TASK STATEMENT: Could you print the entries below exactly, starting at the line that contains "outline the cream" and stopping after the last one?

### DATA SHOWN ###

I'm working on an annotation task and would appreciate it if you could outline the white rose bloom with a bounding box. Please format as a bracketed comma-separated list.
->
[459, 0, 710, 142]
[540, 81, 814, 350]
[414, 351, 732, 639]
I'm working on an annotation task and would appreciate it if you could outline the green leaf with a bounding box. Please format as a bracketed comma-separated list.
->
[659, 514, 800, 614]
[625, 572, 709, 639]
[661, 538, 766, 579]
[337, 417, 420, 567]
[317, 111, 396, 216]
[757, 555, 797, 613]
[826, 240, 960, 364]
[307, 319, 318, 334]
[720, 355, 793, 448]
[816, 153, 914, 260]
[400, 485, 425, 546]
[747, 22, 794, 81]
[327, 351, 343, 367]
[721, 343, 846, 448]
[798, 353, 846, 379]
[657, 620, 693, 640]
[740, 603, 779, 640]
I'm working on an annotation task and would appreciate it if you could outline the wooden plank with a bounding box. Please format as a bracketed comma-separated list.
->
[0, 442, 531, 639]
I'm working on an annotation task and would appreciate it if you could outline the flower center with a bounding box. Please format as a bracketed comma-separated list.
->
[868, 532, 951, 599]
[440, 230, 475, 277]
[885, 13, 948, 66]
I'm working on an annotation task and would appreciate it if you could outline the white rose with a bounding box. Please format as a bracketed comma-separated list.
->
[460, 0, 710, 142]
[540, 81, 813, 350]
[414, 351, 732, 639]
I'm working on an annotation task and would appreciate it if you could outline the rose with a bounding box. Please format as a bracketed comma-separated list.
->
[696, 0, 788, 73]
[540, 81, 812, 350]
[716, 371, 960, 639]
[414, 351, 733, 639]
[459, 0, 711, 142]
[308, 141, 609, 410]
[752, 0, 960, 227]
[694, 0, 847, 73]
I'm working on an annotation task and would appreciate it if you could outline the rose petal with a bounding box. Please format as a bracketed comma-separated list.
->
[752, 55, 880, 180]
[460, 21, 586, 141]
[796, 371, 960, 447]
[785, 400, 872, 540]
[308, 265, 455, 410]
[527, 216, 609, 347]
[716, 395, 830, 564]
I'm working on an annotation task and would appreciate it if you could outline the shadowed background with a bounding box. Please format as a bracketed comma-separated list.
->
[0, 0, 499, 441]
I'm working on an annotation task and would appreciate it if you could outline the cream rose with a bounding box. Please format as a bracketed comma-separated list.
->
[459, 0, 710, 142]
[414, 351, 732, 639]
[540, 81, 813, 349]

###

SOLUTION FOR THIS PROBLEM:
I'm working on an annotation task and would appreciate it if you could outline the cream rose with a bounding box. Please format as a bracketed comma-separated list.
->
[459, 0, 710, 142]
[414, 351, 732, 639]
[540, 81, 813, 349]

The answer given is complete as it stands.